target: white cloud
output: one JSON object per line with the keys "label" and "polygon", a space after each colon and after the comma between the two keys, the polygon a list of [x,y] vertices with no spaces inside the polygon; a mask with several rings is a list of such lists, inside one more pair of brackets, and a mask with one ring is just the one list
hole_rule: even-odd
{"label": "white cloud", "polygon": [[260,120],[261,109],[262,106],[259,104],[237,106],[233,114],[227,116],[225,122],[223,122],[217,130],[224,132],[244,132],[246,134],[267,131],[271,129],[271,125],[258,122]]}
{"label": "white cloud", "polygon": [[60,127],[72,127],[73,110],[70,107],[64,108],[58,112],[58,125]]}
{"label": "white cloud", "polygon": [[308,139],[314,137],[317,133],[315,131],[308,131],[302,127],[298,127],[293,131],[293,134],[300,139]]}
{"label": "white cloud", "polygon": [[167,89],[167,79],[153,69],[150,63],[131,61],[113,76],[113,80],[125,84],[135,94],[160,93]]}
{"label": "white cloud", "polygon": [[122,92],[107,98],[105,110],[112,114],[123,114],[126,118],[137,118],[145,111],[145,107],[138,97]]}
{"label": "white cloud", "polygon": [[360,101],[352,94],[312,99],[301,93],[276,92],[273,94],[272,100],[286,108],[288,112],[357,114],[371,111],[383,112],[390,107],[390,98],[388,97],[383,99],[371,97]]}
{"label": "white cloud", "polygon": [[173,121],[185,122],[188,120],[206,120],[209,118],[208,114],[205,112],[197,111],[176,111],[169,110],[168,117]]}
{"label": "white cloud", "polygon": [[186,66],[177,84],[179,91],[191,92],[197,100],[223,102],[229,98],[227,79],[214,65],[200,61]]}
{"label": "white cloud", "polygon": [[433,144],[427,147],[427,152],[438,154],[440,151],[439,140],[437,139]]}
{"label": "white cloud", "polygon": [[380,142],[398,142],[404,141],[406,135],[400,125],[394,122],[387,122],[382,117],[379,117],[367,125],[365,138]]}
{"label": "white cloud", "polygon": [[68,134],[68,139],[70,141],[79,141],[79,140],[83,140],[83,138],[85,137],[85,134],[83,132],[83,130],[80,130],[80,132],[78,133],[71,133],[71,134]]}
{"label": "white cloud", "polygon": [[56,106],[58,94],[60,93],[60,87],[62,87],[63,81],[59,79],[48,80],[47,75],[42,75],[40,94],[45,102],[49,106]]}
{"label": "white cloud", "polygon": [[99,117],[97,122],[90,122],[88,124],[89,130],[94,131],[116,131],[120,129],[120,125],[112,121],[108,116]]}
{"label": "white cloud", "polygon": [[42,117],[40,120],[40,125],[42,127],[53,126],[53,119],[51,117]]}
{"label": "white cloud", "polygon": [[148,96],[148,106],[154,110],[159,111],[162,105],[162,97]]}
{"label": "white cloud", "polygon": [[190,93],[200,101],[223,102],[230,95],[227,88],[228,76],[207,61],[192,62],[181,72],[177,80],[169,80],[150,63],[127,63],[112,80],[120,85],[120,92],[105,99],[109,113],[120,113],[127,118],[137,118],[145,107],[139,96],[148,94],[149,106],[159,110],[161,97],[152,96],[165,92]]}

══════

## CHALLENGE
Output every record above exactly as it appears.

## RESULT BELOW
target: white cloud
output: one JSON object per line with the keys "label" and "polygon", a space after each colon and after the comma between the two keys, the polygon a list of [x,y] vertices with no spaces inside the polygon; a mask with several rings is a list of such lists, inside one more pair of brackets, and a mask with one ring is just the one list
hole_rule: even-odd
{"label": "white cloud", "polygon": [[260,120],[261,109],[262,106],[259,104],[237,106],[233,114],[227,116],[225,122],[223,122],[217,130],[224,132],[244,132],[246,134],[267,131],[271,129],[271,125],[258,122]]}
{"label": "white cloud", "polygon": [[60,127],[72,127],[73,110],[70,107],[64,108],[58,112],[58,125]]}
{"label": "white cloud", "polygon": [[308,139],[314,137],[317,133],[315,131],[308,131],[302,127],[298,127],[293,131],[293,134],[300,139]]}
{"label": "white cloud", "polygon": [[167,89],[167,79],[153,69],[150,63],[131,61],[113,76],[113,80],[125,84],[135,94],[160,93]]}
{"label": "white cloud", "polygon": [[122,92],[107,98],[105,110],[112,114],[123,114],[126,118],[137,118],[145,111],[145,107],[138,97]]}
{"label": "white cloud", "polygon": [[360,101],[352,94],[312,99],[301,93],[276,92],[273,94],[272,100],[286,108],[288,112],[357,114],[371,111],[383,112],[390,107],[390,98],[388,97],[383,99],[371,97]]}
{"label": "white cloud", "polygon": [[173,121],[185,122],[188,120],[206,120],[209,118],[208,114],[205,112],[197,111],[176,111],[169,110],[168,117]]}
{"label": "white cloud", "polygon": [[186,66],[177,84],[179,91],[191,92],[197,100],[223,102],[229,98],[227,79],[214,65],[200,61]]}
{"label": "white cloud", "polygon": [[433,144],[427,147],[427,152],[438,154],[440,151],[439,140],[437,139]]}
{"label": "white cloud", "polygon": [[380,142],[398,142],[404,141],[406,135],[400,125],[394,122],[387,122],[382,117],[379,117],[367,125],[365,138]]}
{"label": "white cloud", "polygon": [[68,134],[68,139],[70,141],[79,141],[79,140],[83,140],[83,138],[85,137],[85,134],[83,132],[83,130],[80,130],[80,132],[78,133],[71,133],[71,134]]}
{"label": "white cloud", "polygon": [[56,106],[58,94],[60,93],[60,87],[62,87],[63,81],[59,79],[48,80],[47,75],[42,75],[40,94],[45,102],[49,106]]}
{"label": "white cloud", "polygon": [[99,117],[97,122],[90,122],[88,124],[89,130],[94,131],[116,131],[120,129],[120,125],[112,121],[108,116]]}
{"label": "white cloud", "polygon": [[42,117],[40,120],[40,125],[42,127],[53,126],[53,119],[51,117]]}
{"label": "white cloud", "polygon": [[148,96],[148,106],[154,110],[159,111],[162,105],[162,97]]}
{"label": "white cloud", "polygon": [[190,93],[200,101],[223,102],[230,95],[227,88],[228,76],[207,61],[192,62],[181,72],[177,80],[169,80],[150,63],[127,63],[112,80],[120,85],[120,92],[105,99],[109,113],[120,113],[127,118],[137,118],[145,107],[139,96],[148,94],[149,106],[159,110],[161,97],[152,96],[165,92]]}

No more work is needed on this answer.